EXCERPT TO READ —
'''

A Simple, Prognostic Severity Scale for Unilateral Cleft Lip
Caroline A. Yao, MD, MS1, Jordan Swanson, MD1, Thomas Imahiyerobo, MD2, Allyn Auslander, MPH1, Diego F. De Cardenas, DDS, PhD3, Melinda Costa, MD1, Jane C. Figueiredo, PhD4, Richard Vanderburg, RN, BSN3, William P. Magee, III, MD, DDS1.
1Division of Plastic and Reconstructive Surgery, Keck School of Medicine of the University of Southern California, Los Angeles, CA, USA, 2Division of Plastic Surgery, Columbia University College of Physicians and Surgeons, New York Presbyterian Hospital, New York, NY, USA, 3Operation Smile International, Virginia Beach, VA, USA, 4Institute of Global Health, Keck School of Medicine of the University of Southern California, Los Angeles, CA, USA.
PURPOSE: There is no universally accepted severity scale for unilateral cleft lip that objectively quantifies the spectrum of disease, making it difficult to evaluate post-operative outcomes in the context of pre-operative severity.
METHODS: Anthropometric measurements and photographs were prospectively collected from unilateral cleft lip patients from Morocco, Bolivia, Vietnam and Madagascar during medical missions. The following were obtained pre- and post-operatively: columellar angle, cleft width, nostril width, vertical lip height and horizontal vermillion length. The number of primary cleft lip repairs done in his/her lifetime was recorded for each surgeon.
Our previous study showed vertical lip height symmetry (cupid’s bow to subalare) best predicts how surgeons and lay-persons rank surgical outcomes. Therefore, we defined "unacceptable" post-operative outcome/symmetry as cleft-side/non-cleft-side vertical lip height discrepancy >3mm, as studies show that human eyes detect down to 3mm of asymmetry in the nasolabial region.
RESULTS: Of the 149 patients included, 22 had unacceptable outcomes. Multivariate and stepwise models showed pre-operative cleft width ratio ("CWR", pre-operative cleft width divided by commissure width) was the most significant predictor for unacceptable outcomes, controlling for surgeon experience. CWR was normally distributed. Two severity categories were created: Grade-1: CWR<5, Grade-2: CWR>0.5. Grade-2 patients had a higher likelihood of unacceptable outcomes (OR 2.9, 95%CI[1.1,7.7], p=0.029). The risk of having unacceptable outcomes was higher for Grade-2 (27%) versus Grade-1 (11%). The probability of having acceptable outcomes for Grade-2 individuals was lower versus Grade-1 (PPV=73% versus 89%).
CONCLUSION: Our scale utilizes a simple, intuitive ratio to classify patients into clinically prognostic categories.

'''

ACTIVITY LIST —
a: Do these statements agree with the cleft lip abstract? Answer yes or no for each, quoting the words that decide it: (i) Measurements were collected from patients in Peru. (ii) Of the patients included, 22 had unacceptable outcomes. (iii) An unacceptable outcome was defined as a vertical lip height discrepancy greater than 3mm between the cleft and non-cleft sides.
b: Can you reproduce the part of the cleft lip abstract that begins at the words "PURPOSE: There is" and stops after the words "for each surgeon."?
The lines that come next are separate material and have no connection to the cleft lip abstract.

STORED DATA —
'''

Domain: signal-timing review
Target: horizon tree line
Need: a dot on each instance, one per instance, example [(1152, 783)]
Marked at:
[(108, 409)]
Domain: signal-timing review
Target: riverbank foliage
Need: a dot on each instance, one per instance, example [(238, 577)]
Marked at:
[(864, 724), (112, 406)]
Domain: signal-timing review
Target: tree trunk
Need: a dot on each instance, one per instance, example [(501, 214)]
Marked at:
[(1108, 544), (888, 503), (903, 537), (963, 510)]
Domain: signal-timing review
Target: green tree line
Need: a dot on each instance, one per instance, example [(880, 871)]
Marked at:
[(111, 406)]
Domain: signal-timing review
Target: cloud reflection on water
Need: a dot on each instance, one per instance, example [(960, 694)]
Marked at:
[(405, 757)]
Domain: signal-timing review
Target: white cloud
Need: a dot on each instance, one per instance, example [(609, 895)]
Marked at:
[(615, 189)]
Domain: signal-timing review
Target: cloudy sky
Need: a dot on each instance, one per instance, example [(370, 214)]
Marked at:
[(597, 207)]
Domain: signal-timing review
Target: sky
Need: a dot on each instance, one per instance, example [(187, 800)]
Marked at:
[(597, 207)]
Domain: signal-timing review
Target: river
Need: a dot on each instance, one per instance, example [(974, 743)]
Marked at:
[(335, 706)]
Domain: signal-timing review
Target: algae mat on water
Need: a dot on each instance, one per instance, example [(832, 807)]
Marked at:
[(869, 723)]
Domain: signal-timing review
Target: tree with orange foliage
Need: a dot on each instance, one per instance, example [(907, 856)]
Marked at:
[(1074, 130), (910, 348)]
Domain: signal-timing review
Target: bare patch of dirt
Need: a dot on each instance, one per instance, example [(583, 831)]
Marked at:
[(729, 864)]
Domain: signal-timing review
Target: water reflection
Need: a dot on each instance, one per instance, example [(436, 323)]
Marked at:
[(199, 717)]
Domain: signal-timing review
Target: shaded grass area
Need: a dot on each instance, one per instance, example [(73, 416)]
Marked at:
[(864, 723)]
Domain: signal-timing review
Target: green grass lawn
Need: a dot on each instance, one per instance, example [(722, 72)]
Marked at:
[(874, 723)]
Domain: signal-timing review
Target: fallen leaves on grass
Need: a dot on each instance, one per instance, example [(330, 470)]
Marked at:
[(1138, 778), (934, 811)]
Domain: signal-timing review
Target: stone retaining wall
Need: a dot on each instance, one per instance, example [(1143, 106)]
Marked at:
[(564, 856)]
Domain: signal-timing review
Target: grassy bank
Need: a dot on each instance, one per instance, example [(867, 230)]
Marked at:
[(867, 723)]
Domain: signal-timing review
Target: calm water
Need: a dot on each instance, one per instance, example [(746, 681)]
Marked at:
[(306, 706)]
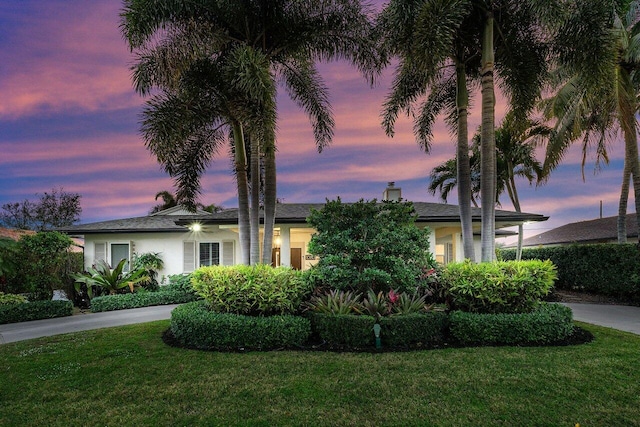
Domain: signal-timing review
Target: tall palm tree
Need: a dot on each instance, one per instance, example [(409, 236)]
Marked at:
[(598, 48), (168, 201), (434, 45), (515, 157), (291, 35), (432, 37)]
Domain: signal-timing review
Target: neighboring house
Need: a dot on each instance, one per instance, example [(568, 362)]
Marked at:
[(187, 241), (13, 234), (603, 230)]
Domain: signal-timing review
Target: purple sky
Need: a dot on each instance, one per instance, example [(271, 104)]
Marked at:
[(69, 118)]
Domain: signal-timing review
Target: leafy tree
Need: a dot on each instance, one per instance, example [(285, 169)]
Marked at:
[(41, 261), (368, 246), (53, 209), (283, 39), (8, 251), (598, 47)]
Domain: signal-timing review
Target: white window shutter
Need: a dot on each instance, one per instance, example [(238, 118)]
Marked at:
[(228, 253), (99, 252), (188, 256)]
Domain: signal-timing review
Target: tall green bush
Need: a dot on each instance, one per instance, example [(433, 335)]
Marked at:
[(499, 287), (368, 245), (606, 269), (252, 290), (40, 265)]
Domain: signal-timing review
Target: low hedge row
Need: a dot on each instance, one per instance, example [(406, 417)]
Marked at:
[(605, 269), (427, 329), (140, 299), (547, 324), (36, 310), (194, 325), (498, 287)]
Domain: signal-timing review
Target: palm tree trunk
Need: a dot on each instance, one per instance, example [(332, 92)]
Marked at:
[(464, 168), (622, 204), (240, 160), (488, 145), (254, 209), (269, 199), (631, 158), (515, 200)]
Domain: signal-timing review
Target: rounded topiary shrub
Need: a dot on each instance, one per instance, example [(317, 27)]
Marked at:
[(546, 324), (356, 331), (194, 325)]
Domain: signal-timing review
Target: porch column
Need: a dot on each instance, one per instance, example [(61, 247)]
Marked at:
[(285, 245)]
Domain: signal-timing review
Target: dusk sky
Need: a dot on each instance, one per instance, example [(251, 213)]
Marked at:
[(69, 118)]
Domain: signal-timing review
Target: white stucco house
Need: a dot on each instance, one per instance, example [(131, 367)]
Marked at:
[(186, 241)]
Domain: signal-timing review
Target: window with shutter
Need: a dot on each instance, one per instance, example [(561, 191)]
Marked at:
[(228, 253), (188, 256), (99, 252)]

'''

WRITTEN ANSWERS —
a:
(i) No: "from Morocco, Bolivia, Vietnam and Madagascar"
(ii) Yes: "Of the 149 patients included, 22 had unacceptable outcomes."
(iii) Yes: "cleft-side/non-cleft-side vertical lip height discrepancy >3mm"

b:
PURPOSE: There is no universally accepted severity scale for unilateral cleft lip that objectively quantifies the spectrum of disease, making it difficult to evaluate post-operative outcomes in the context of pre-operative severity.
METHODS: Anthropometric measurements and photographs were prospectively collected from unilateral cleft lip patients from Morocco, Bolivia, Vietnam and Madagascar during medical missions. The following were obtained pre- and post-operatively: columellar angle, cleft width, nostril width, vertical lip height and horizontal vermillion length. The number of primary cleft lip repairs done in his/her lifetime was recorded for each surgeon.